What the task asks
For the entries that follow, produce an exact copy with no pictures in it.

___ Material shown

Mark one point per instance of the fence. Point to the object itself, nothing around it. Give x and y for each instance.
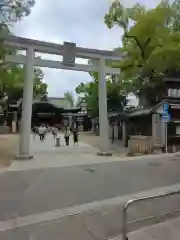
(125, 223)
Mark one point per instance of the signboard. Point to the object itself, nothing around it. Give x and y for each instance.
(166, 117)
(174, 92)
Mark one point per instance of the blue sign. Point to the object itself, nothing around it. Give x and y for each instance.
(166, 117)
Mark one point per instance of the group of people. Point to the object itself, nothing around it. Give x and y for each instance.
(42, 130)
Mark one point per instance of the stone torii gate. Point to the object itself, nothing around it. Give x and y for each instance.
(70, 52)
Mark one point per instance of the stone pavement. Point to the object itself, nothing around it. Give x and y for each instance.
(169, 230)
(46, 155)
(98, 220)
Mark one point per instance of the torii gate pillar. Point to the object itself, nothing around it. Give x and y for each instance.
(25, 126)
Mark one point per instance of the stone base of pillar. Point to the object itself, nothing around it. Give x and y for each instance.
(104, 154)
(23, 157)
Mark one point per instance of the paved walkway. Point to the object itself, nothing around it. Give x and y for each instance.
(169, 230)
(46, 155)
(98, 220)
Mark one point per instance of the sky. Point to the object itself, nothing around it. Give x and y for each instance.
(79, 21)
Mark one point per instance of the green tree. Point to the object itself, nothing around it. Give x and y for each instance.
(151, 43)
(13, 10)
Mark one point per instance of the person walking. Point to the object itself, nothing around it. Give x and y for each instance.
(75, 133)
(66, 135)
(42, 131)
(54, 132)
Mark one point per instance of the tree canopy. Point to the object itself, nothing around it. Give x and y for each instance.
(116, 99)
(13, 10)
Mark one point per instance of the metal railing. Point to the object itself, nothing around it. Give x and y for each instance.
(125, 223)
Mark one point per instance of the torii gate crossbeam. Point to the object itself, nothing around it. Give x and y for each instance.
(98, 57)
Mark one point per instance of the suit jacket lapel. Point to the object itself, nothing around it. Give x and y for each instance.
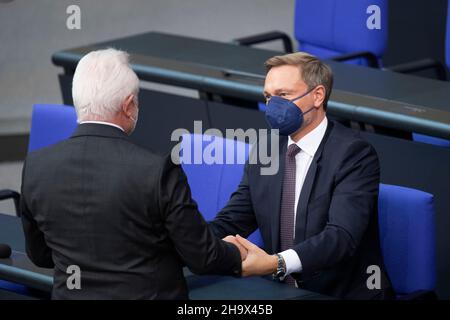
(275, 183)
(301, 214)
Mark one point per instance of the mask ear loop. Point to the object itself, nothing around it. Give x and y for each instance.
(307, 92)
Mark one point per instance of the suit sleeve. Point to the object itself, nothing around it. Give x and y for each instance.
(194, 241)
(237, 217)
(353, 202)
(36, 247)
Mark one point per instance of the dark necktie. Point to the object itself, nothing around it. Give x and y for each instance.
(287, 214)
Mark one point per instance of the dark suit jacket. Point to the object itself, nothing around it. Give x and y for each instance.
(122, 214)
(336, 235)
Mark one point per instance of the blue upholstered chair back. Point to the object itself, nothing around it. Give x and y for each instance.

______

Answer section
Mark one point per instance of the fence. Point to the object itself, nothing around it. Give x and y for each instance.
(125, 223)
Mark one point per instance of the signboard. Point to the object itself, nothing around it. Give x and y for each instance.
(166, 117)
(174, 92)
Mark one point per instance of the blue sign. Point to the object itself, nothing around it. Give x and y for each instance.
(166, 117)
Mark one point per instance of the group of people. Point to the object itself, nothing around it. Give x and y for each instance.
(42, 130)
Mark one point per instance of the stone torii gate. Point to the object itself, nothing around it. Give x and y for each instance.
(70, 52)
Mark one point per instance of the stone pavement. Point to the object itself, nothing around it. Give x and y for each instance.
(169, 230)
(46, 155)
(98, 220)
Mark one point per instance of the torii gate pillar. Point to the object itself, nothing around it. Give x and y for each instance.
(25, 126)
Mark one point per instance of the stone base of pillar. Point to the object itself, nothing around it. Give x and y for each instance.
(104, 154)
(23, 157)
Mark one point per instance of the paved walkway. Point to the object itself, nothing around it. Give x and y for each instance.
(169, 230)
(46, 155)
(98, 220)
Mark one point per instance of the sky. Point to the object itself, nothing around it. Give x and y for each instance.
(79, 21)
Mark one point per instance of the green tree. Point to the object itself, nothing around it. Give x and y for each instance.
(151, 43)
(13, 10)
Mark one point per instance of the person walking. Point to the object itself, nothing around it. Give x and y for each instance.
(75, 133)
(66, 135)
(42, 131)
(54, 132)
Mark one point per instance of the tree canopy. Point to the object itself, nothing around it. Give x and y for each instance.
(116, 99)
(13, 10)
Mark one point per instance of the metal railing. Point to the object itself, nothing around it. Give x and y for each instance.
(125, 223)
Mark one point per instance of the torii gate crossbeam. Point to the object itself, nothing around it. Give x and y for each instance.
(98, 57)
Mark one point per instance of the suit jacket lapel. Point to the object itself, nothing around it. Give x and y for each instance.
(275, 183)
(301, 214)
Mark one point per instance of the mask ear loop. Point to the object itself, nothing around it. Give x and y for each instance.
(307, 92)
Mark one point per instance of the suit sleeve. Point to the object itself, nothing around it. Give x and y for each instance.
(194, 241)
(237, 217)
(353, 202)
(36, 247)
Mark one point per instance of the dark necktie. Point to the object itself, nothing around it. Give x and y for each instance.
(287, 214)
Mark one point per instance of the dark suit jacket. Point to the object itself, nothing around it. Give x and y for each instance.
(122, 214)
(336, 235)
Mark one point per instance of the blue upholstered chair back. Point to the object itself, nothing around it. Give x and y for each instance.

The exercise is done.